Problem statement: Starting with the line that contains "x=1080, y=185" and stopping after the line that contains "x=946, y=738", return each line below exactly as written, with no others.

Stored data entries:

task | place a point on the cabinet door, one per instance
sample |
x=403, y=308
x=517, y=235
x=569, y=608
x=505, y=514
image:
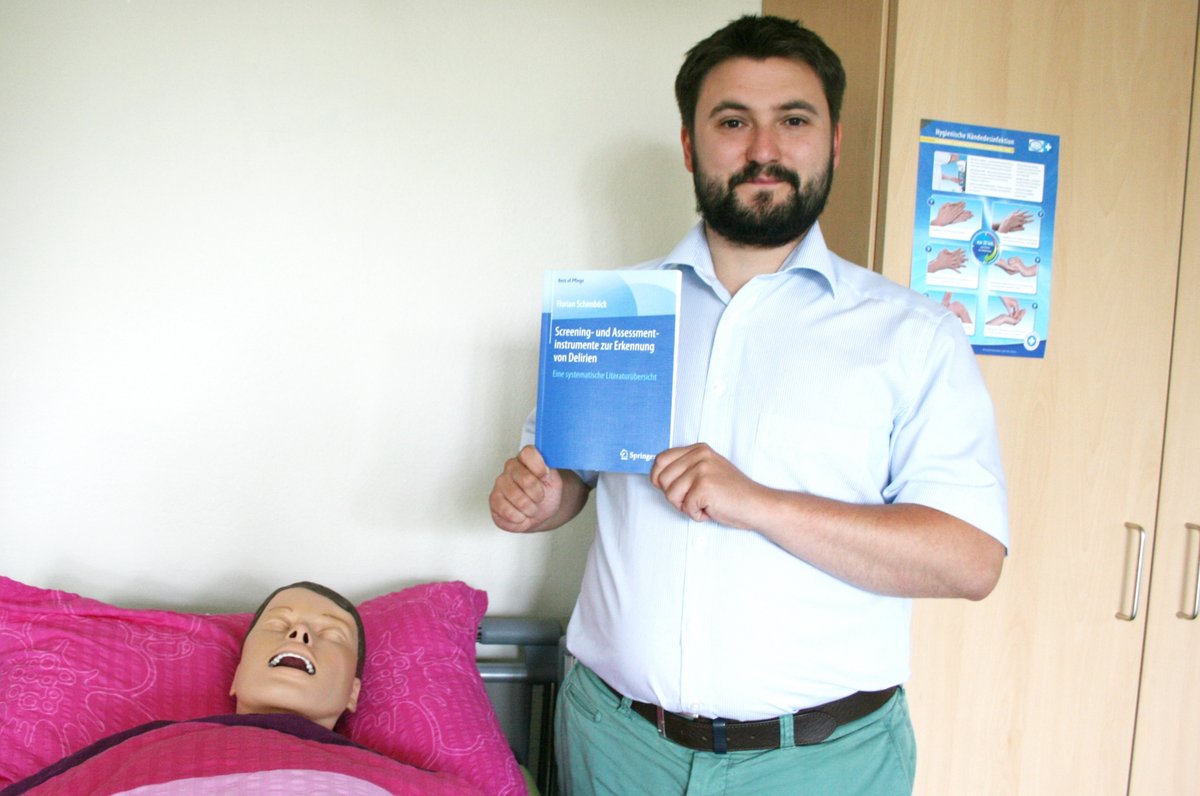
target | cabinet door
x=1035, y=690
x=1165, y=756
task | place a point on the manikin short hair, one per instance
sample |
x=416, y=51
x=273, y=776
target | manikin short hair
x=334, y=597
x=759, y=39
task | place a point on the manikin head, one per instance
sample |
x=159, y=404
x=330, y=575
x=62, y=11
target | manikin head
x=303, y=654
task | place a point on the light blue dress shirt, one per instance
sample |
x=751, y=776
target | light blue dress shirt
x=822, y=377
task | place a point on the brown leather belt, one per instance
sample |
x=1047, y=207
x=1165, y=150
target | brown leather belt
x=811, y=725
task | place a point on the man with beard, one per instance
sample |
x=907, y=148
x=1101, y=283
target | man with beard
x=743, y=623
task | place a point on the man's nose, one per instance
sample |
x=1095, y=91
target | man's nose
x=763, y=145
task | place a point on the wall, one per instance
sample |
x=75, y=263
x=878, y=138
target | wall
x=270, y=275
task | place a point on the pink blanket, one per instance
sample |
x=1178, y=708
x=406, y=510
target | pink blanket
x=234, y=754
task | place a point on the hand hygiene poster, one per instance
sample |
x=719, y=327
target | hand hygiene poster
x=984, y=232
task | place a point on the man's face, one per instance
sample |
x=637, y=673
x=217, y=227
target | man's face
x=300, y=657
x=762, y=150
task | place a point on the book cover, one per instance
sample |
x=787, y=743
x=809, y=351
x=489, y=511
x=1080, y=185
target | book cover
x=606, y=369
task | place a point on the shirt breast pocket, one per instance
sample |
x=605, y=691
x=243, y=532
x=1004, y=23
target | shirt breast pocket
x=834, y=459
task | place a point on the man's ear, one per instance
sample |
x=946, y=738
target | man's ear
x=354, y=695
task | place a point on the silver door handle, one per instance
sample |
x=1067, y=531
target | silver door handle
x=1195, y=587
x=1137, y=582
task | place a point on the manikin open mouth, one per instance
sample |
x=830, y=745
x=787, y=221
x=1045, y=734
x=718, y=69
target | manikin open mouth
x=292, y=660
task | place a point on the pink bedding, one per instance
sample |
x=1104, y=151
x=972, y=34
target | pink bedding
x=234, y=754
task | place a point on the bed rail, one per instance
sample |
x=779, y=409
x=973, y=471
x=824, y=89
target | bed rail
x=523, y=687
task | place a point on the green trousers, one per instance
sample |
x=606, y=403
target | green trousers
x=604, y=747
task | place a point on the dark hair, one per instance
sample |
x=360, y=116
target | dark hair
x=337, y=599
x=759, y=37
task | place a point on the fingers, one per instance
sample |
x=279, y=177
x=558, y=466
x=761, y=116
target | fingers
x=685, y=478
x=525, y=491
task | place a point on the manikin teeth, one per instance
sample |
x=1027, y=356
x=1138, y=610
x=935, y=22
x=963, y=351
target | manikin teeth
x=293, y=660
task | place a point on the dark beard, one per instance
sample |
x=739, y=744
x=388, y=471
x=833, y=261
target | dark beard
x=760, y=225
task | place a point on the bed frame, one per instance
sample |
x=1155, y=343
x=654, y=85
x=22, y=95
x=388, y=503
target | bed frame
x=523, y=686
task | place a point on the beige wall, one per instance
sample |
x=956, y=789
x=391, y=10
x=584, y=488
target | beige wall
x=270, y=274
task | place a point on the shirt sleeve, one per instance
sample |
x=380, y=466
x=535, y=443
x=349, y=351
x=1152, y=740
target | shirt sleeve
x=945, y=449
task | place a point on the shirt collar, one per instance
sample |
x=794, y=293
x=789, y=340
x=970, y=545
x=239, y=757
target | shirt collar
x=811, y=255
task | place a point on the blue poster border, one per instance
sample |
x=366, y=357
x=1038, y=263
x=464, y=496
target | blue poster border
x=983, y=232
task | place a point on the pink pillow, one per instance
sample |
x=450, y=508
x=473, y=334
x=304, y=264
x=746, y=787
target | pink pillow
x=75, y=670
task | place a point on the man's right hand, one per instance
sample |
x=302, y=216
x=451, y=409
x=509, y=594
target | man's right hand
x=528, y=495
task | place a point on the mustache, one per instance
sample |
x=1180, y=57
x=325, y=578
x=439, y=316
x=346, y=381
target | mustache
x=773, y=171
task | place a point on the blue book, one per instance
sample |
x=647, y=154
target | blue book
x=606, y=369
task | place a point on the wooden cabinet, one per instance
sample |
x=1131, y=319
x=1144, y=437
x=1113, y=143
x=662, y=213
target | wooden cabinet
x=1167, y=740
x=1041, y=688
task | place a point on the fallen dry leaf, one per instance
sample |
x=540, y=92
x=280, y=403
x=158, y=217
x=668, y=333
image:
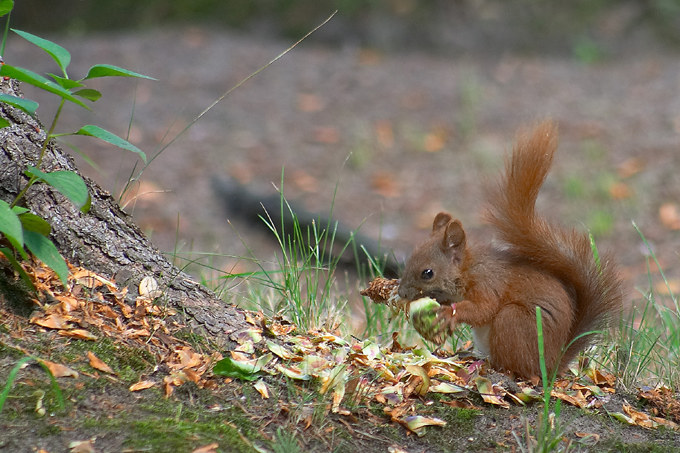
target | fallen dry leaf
x=669, y=215
x=210, y=448
x=98, y=364
x=82, y=446
x=141, y=385
x=59, y=370
x=261, y=387
x=53, y=321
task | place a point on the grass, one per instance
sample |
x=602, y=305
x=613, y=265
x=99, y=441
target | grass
x=648, y=343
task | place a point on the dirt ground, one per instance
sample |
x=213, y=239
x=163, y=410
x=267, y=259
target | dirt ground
x=403, y=136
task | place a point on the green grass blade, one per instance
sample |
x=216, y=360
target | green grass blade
x=10, y=380
x=6, y=6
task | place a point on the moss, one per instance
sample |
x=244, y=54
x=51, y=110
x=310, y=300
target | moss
x=127, y=362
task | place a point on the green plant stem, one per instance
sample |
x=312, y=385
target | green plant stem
x=4, y=35
x=43, y=149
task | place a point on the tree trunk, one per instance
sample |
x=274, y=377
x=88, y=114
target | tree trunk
x=105, y=240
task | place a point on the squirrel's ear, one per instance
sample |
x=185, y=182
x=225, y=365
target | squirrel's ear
x=441, y=220
x=454, y=236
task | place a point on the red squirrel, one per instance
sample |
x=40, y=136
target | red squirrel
x=496, y=288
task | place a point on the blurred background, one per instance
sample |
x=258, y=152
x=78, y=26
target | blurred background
x=392, y=111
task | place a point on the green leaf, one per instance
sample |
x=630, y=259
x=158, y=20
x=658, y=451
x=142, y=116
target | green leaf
x=10, y=225
x=6, y=7
x=238, y=370
x=26, y=105
x=45, y=250
x=69, y=183
x=107, y=70
x=32, y=78
x=65, y=82
x=89, y=94
x=103, y=134
x=60, y=55
x=32, y=222
x=246, y=371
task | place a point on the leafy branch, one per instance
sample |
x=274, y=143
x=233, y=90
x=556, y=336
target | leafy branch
x=21, y=228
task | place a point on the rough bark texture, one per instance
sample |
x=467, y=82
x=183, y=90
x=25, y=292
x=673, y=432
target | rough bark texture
x=105, y=240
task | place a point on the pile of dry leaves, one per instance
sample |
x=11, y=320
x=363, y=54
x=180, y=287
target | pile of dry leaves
x=349, y=371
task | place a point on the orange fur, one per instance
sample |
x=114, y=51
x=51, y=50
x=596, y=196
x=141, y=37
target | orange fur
x=496, y=288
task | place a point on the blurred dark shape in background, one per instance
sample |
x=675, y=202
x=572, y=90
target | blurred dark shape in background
x=449, y=26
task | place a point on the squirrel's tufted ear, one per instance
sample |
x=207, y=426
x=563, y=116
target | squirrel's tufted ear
x=441, y=220
x=454, y=236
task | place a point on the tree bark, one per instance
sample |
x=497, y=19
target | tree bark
x=105, y=240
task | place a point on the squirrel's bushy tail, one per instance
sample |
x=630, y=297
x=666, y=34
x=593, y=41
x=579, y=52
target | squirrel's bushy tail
x=566, y=254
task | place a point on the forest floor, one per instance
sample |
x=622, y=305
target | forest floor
x=386, y=141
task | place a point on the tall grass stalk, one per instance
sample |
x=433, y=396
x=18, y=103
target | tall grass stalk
x=648, y=344
x=304, y=277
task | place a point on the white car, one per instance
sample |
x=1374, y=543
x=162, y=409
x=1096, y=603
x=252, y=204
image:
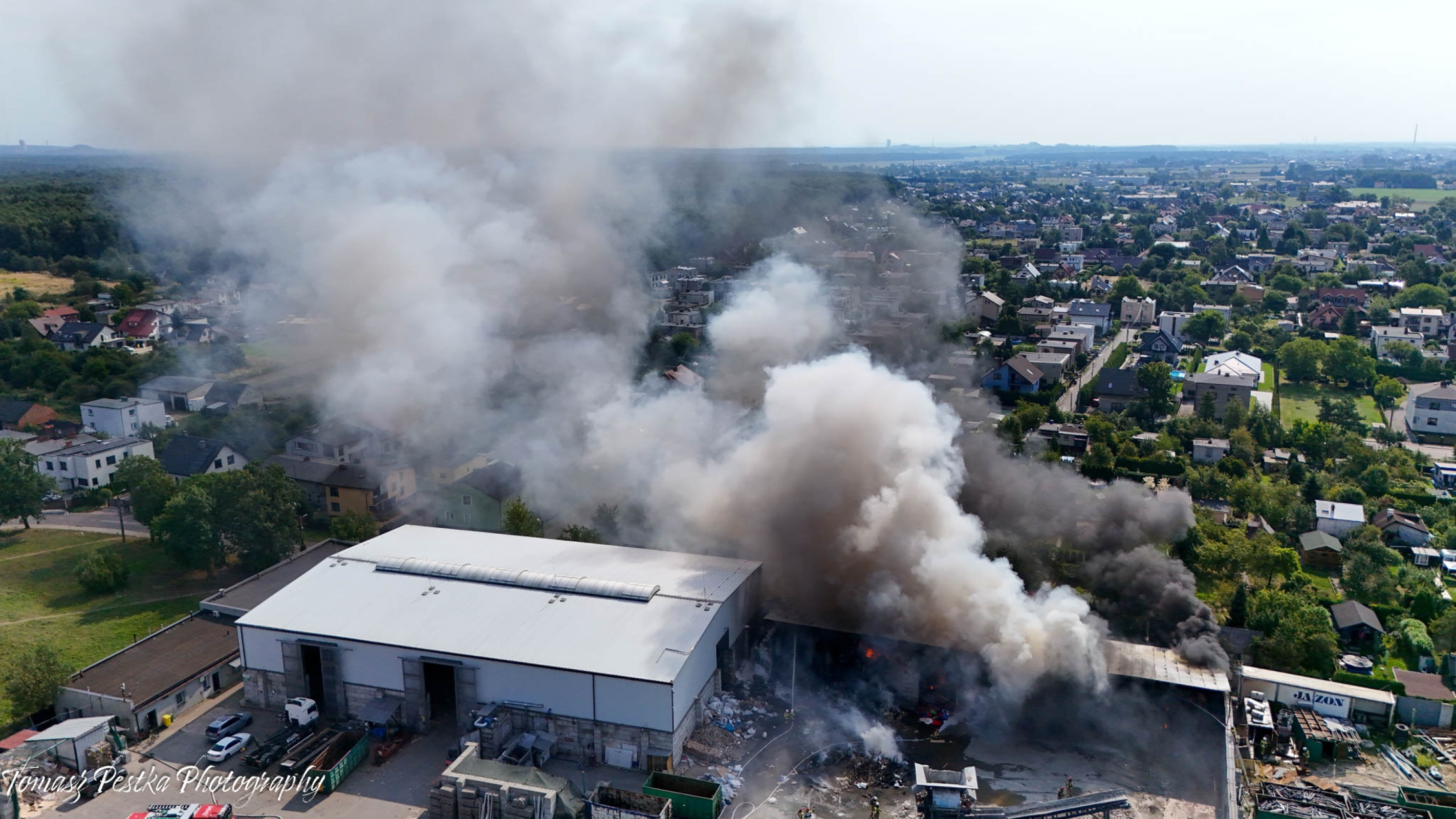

Result for this exercise:
x=1080, y=185
target | book cover
x=606, y=369
task | place a point on the shirt breast pocket, one per instance
sample |
x=605, y=691
x=243, y=532
x=1004, y=23
target | shirt breast pocket
x=834, y=459
task | place a point on the man's ear, one per instance
sample |
x=946, y=738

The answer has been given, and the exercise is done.